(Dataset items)
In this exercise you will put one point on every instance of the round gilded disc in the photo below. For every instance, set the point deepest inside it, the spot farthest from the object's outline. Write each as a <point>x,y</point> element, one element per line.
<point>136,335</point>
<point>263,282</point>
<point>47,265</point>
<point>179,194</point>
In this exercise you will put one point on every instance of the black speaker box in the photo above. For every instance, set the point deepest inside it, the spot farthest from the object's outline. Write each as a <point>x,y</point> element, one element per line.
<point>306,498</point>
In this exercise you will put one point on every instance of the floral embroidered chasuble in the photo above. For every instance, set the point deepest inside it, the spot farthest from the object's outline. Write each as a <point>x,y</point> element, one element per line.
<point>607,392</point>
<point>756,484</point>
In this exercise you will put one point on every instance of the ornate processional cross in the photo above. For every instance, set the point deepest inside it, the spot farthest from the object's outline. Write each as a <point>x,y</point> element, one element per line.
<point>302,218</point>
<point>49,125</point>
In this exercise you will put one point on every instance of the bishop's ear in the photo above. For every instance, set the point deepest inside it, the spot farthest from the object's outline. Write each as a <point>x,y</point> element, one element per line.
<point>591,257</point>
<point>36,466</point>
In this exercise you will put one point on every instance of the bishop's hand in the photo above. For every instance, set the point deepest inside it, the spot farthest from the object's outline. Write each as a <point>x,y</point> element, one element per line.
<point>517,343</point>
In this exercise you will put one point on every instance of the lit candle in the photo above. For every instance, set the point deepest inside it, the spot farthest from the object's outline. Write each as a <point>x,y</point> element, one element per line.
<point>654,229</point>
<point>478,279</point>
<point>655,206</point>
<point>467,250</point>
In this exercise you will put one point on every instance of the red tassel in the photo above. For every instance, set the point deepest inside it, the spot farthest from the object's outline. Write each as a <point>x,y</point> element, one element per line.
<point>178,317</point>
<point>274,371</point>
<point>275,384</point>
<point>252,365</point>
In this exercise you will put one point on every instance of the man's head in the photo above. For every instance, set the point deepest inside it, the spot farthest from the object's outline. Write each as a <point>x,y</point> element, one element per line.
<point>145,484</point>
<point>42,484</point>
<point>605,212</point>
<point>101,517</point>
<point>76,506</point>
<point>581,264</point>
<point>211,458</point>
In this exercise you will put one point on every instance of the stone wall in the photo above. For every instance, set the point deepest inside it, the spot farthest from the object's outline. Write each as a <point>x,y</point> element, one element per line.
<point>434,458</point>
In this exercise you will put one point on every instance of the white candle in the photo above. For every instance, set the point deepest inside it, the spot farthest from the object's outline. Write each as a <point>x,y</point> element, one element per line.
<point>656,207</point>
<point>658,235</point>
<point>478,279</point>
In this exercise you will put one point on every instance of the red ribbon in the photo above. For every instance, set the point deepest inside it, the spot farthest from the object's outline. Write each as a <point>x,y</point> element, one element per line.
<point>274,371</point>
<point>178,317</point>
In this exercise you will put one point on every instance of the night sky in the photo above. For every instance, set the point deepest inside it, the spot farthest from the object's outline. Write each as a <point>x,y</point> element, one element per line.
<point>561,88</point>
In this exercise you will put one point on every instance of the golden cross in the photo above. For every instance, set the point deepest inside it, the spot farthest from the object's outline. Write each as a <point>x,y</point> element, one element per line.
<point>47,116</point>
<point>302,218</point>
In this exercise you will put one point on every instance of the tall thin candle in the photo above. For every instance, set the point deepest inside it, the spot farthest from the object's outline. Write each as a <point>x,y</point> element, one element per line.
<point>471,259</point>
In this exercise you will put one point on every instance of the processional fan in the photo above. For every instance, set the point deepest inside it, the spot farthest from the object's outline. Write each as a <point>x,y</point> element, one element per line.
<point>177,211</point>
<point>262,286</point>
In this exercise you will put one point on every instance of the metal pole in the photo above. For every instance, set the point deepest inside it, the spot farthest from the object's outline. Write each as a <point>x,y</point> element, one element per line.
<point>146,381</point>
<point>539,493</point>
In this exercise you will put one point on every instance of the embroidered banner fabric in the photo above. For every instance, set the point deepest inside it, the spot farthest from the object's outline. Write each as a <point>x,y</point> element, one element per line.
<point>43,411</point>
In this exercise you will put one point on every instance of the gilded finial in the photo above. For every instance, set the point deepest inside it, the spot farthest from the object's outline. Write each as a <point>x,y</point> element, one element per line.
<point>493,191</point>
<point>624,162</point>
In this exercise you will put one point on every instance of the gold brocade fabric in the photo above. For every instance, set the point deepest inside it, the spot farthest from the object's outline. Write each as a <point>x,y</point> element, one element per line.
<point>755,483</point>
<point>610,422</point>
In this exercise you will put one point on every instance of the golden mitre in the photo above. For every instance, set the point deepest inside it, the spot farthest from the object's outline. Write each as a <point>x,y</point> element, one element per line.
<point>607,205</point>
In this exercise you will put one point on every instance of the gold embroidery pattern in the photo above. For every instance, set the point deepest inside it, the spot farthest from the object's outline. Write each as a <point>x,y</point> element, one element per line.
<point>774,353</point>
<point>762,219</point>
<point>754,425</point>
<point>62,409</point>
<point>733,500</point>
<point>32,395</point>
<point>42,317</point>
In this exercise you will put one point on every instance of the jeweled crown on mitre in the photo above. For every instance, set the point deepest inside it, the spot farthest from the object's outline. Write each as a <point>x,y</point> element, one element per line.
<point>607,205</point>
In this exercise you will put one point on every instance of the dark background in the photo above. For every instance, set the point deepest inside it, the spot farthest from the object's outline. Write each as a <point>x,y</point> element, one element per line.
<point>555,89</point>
...
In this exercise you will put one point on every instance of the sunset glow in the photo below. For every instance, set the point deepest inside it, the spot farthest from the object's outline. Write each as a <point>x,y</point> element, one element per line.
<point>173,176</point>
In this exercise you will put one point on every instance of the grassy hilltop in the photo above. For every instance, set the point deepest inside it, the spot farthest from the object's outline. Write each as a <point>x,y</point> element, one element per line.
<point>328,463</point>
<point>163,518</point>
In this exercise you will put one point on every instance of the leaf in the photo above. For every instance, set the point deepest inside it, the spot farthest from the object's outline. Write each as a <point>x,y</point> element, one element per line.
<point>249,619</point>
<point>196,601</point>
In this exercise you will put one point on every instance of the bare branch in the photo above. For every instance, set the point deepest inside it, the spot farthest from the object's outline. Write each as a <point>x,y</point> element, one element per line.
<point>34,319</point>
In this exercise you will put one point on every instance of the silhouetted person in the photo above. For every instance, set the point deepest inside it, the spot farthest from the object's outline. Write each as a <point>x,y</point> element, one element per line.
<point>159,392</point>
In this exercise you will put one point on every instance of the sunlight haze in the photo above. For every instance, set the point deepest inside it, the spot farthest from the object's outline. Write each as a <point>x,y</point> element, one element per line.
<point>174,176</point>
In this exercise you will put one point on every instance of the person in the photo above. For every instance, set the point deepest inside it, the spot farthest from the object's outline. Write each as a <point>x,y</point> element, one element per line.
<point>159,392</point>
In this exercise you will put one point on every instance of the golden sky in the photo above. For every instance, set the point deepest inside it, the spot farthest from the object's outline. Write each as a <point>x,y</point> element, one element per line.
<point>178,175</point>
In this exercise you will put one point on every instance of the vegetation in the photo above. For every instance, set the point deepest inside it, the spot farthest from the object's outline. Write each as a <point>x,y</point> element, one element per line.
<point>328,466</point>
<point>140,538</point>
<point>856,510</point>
...
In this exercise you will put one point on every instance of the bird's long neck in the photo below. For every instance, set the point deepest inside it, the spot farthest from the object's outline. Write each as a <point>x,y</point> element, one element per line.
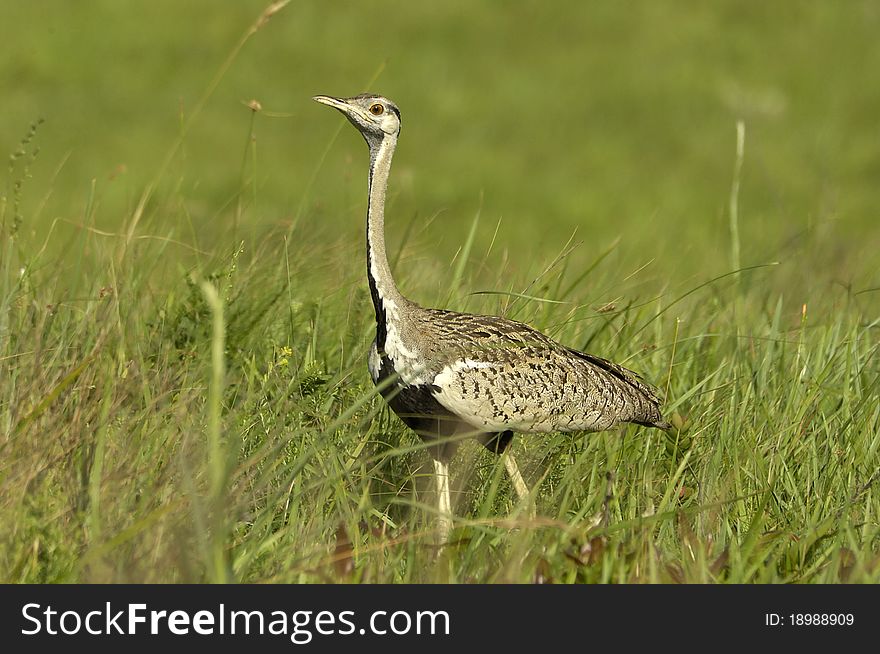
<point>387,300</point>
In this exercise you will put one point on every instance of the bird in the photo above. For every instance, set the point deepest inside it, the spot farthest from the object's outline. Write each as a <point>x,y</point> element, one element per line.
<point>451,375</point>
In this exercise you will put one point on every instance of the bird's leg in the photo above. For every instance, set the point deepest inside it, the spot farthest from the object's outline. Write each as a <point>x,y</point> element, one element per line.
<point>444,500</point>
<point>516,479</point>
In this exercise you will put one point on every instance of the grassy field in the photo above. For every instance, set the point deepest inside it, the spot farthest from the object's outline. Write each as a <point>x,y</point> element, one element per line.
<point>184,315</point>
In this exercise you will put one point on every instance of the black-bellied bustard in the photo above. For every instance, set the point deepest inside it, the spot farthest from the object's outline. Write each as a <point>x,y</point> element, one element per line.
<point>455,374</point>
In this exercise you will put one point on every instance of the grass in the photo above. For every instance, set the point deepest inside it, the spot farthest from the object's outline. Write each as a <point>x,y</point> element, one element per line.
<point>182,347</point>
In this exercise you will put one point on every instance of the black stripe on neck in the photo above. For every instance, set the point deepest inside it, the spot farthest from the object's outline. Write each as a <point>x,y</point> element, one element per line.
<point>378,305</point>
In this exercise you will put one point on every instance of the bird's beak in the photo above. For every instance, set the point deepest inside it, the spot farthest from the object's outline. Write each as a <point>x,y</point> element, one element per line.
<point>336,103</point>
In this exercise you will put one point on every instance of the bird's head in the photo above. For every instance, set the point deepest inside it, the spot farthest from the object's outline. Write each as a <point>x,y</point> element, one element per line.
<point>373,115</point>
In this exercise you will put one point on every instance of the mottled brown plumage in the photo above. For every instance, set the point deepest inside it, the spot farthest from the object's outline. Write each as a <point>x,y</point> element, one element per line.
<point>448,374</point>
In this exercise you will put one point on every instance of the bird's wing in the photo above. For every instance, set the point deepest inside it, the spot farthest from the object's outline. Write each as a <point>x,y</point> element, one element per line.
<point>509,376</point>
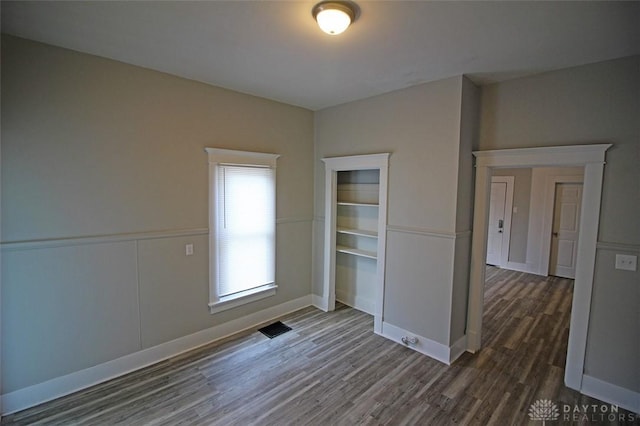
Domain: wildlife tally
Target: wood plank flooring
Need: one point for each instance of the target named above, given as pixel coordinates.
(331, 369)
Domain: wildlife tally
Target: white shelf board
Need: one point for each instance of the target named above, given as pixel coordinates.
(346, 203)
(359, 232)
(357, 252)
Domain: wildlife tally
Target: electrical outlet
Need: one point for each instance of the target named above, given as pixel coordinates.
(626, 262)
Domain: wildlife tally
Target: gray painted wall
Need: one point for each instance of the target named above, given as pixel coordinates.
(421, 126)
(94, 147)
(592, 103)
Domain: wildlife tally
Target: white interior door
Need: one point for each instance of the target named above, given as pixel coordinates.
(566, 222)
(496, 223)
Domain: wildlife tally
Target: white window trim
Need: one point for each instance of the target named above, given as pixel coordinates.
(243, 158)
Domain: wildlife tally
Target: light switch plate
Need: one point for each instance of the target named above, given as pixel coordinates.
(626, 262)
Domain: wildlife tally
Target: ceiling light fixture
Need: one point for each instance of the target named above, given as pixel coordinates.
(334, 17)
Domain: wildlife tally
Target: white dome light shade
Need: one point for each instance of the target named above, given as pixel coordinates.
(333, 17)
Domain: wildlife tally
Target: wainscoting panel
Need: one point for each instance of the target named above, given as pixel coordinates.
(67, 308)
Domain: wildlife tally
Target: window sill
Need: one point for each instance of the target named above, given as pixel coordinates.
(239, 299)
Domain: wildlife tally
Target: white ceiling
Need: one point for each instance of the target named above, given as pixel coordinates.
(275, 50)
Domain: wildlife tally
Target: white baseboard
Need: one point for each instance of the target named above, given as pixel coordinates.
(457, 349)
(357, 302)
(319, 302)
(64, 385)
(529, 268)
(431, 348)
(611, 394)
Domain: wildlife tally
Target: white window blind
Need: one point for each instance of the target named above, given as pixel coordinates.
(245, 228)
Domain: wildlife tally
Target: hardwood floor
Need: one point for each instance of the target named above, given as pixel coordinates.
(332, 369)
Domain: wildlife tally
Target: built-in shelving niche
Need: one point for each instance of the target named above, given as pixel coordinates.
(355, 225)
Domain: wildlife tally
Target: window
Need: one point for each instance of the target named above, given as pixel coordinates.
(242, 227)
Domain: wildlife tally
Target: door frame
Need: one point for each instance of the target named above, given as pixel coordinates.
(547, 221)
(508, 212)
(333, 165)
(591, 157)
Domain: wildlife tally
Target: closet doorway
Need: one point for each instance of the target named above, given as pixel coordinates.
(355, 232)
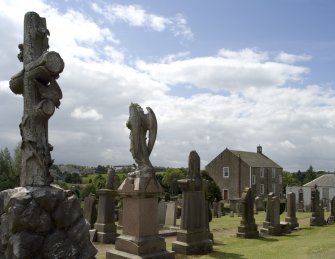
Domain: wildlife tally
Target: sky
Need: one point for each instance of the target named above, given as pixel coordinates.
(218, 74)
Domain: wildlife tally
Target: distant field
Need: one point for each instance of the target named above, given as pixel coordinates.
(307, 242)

• _What you are asked to do_: Scan the records above for the string "window", and copy every line where it turns up.

• _Written response_:
Target: white window trim
Target: window sill
Target: white window blind
Target: window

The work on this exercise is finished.